::: AVAILABLE RECORDS :::

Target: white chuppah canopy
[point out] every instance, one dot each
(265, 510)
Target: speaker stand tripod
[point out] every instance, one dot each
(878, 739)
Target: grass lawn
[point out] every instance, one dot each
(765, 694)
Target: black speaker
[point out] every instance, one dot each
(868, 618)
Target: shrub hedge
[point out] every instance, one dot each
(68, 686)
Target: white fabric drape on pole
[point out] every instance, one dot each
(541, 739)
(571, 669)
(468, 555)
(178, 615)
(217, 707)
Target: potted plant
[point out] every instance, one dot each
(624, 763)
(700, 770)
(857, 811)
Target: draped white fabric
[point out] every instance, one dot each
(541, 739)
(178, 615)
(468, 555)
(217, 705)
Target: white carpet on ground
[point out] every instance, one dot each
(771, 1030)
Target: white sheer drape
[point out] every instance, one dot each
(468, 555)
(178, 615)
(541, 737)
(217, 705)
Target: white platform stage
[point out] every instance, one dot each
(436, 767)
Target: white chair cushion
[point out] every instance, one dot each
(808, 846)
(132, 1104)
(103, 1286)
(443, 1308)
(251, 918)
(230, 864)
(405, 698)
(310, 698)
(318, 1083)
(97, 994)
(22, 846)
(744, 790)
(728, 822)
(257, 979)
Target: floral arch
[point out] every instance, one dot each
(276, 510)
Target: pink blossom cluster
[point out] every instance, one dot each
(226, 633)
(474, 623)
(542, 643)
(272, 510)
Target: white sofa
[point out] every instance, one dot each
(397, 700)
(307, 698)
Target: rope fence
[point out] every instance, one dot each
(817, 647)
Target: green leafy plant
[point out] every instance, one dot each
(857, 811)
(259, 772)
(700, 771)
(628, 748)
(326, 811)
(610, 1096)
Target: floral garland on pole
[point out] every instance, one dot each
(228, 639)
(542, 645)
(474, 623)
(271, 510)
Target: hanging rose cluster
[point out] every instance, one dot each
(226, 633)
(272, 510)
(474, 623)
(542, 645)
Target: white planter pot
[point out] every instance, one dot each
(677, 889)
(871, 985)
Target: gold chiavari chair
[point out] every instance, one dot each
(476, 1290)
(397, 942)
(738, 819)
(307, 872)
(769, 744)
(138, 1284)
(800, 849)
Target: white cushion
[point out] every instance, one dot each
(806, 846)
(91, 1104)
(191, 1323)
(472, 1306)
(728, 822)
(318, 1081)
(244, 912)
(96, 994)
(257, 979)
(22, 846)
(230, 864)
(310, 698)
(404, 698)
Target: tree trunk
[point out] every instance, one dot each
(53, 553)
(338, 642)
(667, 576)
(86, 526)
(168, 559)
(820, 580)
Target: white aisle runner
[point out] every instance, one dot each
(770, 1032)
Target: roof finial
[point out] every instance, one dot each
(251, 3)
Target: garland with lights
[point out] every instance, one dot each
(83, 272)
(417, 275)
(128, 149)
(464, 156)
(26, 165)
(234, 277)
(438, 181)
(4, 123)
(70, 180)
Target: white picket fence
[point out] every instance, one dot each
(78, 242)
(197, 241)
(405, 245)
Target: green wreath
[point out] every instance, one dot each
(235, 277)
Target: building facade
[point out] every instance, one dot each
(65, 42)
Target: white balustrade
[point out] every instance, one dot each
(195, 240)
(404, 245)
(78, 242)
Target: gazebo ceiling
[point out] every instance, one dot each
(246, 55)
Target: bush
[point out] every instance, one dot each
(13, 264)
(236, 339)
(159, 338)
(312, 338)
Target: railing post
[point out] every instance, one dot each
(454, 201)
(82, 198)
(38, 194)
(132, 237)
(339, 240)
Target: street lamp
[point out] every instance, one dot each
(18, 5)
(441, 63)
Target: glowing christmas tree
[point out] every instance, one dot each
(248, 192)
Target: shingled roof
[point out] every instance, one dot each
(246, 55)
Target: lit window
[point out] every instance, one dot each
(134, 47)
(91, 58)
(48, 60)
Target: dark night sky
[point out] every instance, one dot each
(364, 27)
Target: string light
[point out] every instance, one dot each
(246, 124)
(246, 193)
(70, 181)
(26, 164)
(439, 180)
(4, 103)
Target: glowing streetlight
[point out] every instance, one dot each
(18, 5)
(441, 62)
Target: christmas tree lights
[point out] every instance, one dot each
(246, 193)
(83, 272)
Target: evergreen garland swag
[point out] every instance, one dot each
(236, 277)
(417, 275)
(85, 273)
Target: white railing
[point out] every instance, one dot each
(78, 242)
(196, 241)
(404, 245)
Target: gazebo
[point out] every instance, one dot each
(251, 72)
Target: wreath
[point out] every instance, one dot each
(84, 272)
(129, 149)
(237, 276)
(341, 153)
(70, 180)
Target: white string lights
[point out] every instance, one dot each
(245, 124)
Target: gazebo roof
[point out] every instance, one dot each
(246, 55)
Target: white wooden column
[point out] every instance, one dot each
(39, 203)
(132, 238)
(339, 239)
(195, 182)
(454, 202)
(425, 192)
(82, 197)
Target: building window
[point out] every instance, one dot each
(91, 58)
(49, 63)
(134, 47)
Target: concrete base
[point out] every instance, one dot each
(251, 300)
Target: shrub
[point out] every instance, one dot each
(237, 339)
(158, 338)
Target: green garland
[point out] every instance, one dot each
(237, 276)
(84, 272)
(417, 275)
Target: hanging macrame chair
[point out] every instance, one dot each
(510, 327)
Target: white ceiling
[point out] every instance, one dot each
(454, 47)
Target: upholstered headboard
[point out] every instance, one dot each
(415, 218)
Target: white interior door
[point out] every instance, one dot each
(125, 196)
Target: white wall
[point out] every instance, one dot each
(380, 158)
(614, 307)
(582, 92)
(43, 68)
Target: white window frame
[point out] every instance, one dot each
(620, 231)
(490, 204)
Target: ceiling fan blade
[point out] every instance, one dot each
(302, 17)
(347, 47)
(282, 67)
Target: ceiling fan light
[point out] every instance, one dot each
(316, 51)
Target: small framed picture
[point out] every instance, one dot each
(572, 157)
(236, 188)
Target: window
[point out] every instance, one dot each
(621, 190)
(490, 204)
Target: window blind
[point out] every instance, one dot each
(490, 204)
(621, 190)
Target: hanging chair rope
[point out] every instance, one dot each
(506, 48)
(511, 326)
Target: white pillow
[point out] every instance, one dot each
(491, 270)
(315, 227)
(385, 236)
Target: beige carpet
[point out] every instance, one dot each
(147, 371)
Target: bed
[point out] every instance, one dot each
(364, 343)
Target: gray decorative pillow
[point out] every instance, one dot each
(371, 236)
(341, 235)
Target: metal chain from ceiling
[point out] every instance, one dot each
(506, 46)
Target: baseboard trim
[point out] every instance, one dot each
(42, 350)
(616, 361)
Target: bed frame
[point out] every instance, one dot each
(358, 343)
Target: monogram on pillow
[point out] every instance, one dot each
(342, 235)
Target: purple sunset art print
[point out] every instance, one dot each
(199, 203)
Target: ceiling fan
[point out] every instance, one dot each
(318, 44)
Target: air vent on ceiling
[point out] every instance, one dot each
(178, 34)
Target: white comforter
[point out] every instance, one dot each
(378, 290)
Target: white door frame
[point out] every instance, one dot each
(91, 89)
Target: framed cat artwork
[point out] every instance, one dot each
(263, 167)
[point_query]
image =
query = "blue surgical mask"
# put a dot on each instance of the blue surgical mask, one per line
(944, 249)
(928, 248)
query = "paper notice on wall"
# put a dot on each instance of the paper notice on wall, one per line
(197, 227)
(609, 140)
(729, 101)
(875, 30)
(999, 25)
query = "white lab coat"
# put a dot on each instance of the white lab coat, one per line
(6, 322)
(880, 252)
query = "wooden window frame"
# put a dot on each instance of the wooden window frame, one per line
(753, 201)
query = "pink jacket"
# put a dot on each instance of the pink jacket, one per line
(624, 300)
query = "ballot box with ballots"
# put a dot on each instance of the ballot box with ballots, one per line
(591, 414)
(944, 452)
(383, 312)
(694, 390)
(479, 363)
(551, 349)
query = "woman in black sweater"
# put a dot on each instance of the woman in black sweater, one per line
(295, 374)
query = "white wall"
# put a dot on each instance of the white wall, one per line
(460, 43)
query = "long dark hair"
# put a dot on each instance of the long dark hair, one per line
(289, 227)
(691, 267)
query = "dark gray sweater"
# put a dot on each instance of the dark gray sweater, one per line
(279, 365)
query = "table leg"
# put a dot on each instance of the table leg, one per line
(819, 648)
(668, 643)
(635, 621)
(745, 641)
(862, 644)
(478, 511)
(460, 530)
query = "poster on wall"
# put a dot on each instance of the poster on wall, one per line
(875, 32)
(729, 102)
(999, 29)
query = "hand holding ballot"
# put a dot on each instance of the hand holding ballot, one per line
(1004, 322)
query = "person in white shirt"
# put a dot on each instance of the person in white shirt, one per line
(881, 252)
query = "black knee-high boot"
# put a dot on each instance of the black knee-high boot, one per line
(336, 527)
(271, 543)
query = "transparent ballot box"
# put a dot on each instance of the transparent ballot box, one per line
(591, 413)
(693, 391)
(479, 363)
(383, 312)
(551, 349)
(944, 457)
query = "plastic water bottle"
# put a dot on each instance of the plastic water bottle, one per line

:::

**WHAT TO DO**
Count the lines of the listing that contain the string "person", with case counting, and give only the number.

**EXERCISE OUTPUT**
2